> _Task instructions_
a – Return the passage on prayer word for word.
b – Rewrite the entries starting at the line that contains "for stone step" and ending at the line that contains "(271, 474), (295, 498)", both lines included, and output only those lines in full. Multiply each coordinate given as an answer by 0.8 and round it to a whole number, with halves rounding up, while leaving every other number unchanged.

> _Provided text_
He wants you to tell Him. Isn’t that reason enough? The Bible says, “Let us come boldly to the throne of grace, that we may obtain mercy and find grace to help in a time of need.” He wants you to tell Him. Isaiah says, “Ye who are the Lord’s remembrancers, give Him no rest, until He establish peace in Zion.” We’re the Lord’s remembrancers. Nothing delights the heart of a parent or a grandparent more than to have a little child look up smilingly, and say, “You promised me.” And the trust of that little child would cause you to do everything you have to do to keep that promise, isn’t it true? The Lord’s remembrancers, He likes to have you remind Him of His promises. Like the believers in Korea, about whom I told you a while back, meeting at four in the morning before the five o’clock prayer meeting, looking in their Bible for promises, and when Eric Hutchings asked why they were there so early, they said, “Oh, we’re looking up promises that we can throw up to heaven when we pray.”

He knows all about you. Take comfort in the fact, that when you start a prayer, God already knows your needs. “Your heavenly Father knoweth what you have need of before you ask Him,” Jesus said. “Through the prophet,” God said, “Before they call, I will answer, and while they are yet speaking, I will hear.” There is no doubt, but that God knows about it, but He wants you to tell Him. Why? Because in the telling, your faith can become operative and faith is the catalyst that connects your need with God’s almightiness.

“I must tell Jesus all of my troubles. I cannot bear these burdens alone. Jesus will help me, Jesus alone.” Remember the old song? It’s gone out of vogue. I haven’t heard it sung in years, but it’s still true. He knew what was in man. You don’t have to inform Him, but He does like to have you tell Him. Alright? Well, that was kind of a detour and I didn’t intend to go back into the Second Chapter, but maybe it’d be encouraging to somebody who listened. We come now to Chapter Three and it says, “There was a man of the Pharisees named Nicodemus, a ruler of the Jews. He came to Jesus by night and said unto him, ‘Rabbi, we know that thou art a teacher come from God, for no man can do these miracles that thou doest except God be with him.’ Jesus answered and said unto him, ‘Verily, verily, I say unto thee, except a man be born again, he cannot see the kingdom of God.’ ”

> _The input_
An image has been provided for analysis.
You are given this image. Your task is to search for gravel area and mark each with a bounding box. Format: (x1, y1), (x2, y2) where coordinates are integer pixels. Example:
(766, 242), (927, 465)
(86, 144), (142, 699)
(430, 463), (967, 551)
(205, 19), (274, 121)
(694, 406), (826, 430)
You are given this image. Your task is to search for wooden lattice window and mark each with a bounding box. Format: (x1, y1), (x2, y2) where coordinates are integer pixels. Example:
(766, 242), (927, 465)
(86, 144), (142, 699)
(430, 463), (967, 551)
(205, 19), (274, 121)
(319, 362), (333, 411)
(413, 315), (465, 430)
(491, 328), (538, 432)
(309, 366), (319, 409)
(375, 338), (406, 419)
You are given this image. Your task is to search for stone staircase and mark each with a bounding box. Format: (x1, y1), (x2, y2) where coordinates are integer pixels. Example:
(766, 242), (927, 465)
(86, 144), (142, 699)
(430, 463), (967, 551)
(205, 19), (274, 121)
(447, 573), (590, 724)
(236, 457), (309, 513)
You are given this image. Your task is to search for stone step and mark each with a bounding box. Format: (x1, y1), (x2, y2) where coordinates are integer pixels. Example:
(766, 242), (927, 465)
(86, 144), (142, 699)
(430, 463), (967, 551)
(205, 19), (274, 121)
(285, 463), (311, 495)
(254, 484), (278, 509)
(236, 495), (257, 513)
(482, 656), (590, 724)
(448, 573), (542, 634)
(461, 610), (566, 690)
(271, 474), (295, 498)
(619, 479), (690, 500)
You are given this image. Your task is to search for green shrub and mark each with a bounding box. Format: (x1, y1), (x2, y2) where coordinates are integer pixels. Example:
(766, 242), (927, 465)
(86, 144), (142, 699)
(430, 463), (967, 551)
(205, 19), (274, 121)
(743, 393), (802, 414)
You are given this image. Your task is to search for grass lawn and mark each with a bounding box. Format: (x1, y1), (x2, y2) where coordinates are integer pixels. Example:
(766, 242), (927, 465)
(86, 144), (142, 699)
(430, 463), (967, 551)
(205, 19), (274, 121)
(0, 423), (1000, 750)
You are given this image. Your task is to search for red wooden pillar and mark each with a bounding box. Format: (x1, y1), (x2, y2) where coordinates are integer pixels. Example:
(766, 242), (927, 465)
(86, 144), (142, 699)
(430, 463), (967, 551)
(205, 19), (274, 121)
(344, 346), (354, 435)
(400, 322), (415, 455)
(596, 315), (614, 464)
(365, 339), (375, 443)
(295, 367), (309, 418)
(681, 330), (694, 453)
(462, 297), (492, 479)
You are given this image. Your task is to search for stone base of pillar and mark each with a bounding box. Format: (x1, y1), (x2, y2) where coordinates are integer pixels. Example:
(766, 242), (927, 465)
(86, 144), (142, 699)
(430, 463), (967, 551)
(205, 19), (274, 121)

> _Solutions for each task_
a –
He wants you to tell Him. Isn’t that reason enough? The Bible says, “Let us come boldly to the throne of grace, that we may obtain mercy and find grace to help in a time of need.” He wants you to tell Him. Isaiah says, “Ye who are the Lord’s remembrancers, give Him no rest, until He establish peace in Zion.” We’re the Lord’s remembrancers. Nothing delights the heart of a parent or a grandparent more than to have a little child look up smilingly, and say, “You promised me.” And the trust of that little child would cause you to do everything you have to do to keep that promise, isn’t it true? The Lord’s remembrancers, He likes to have you remind Him of His promises. Like the believers in Korea, about whom I told you a while back, meeting at four in the morning before the five o’clock prayer meeting, looking in their Bible for promises, and when Eric Hutchings asked why they were there so early, they said, “Oh, we’re looking up promises that we can throw up to heaven when we pray.”

He knows all about you. Take comfort in the fact, that when you start a prayer, God already knows your needs. “Your heavenly Father knoweth what you have need of before you ask Him,” Jesus said. “Through the prophet,” God said, “Before they call, I will answer, and while they are yet speaking, I will hear.” There is no doubt, but that God knows about it, but He wants you to tell Him. Why? Because in the telling, your faith can become operative and faith is the catalyst that connects your need with God’s almightiness.

“I must tell Jesus all of my troubles. I cannot bear these burdens alone. Jesus will help me, Jesus alone.” Remember the old song? It’s gone out of vogue. I haven’t heard it sung in years, but it’s still true. He knew what was in man. You don’t have to inform Him, but He does like to have you tell Him. Alright? Well, that was kind of a detour and I didn’t intend to go back into the Second Chapter, but maybe it’d be encouraging to somebody who listened. We come now to Chapter Three and it says, “There was a man of the Pharisees named Nicodemus, a ruler of the Jews. He came to Jesus by night and said unto him, ‘Rabbi, we know that thou art a teacher come from God, for no man can do these miracles that thou doest except God be with him.’ Jesus answered and said unto him, ‘Verily, verily, I say unto thee, except a man be born again, he cannot see the kingdom of God.’ ”

b –
You are given this image. Your task is to search for stone step and mark each with a bounding box. Format: (x1, y1), (x2, y2) where coordinates are integer pixels. Example:
(766, 242), (927, 465)
(86, 144), (142, 699)
(430, 463), (967, 551)
(205, 19), (274, 121)
(228, 370), (249, 396)
(203, 387), (222, 407)
(189, 396), (206, 410)
(386, 525), (472, 579)
(358, 458), (434, 507)
(369, 488), (453, 552)
(217, 379), (236, 398)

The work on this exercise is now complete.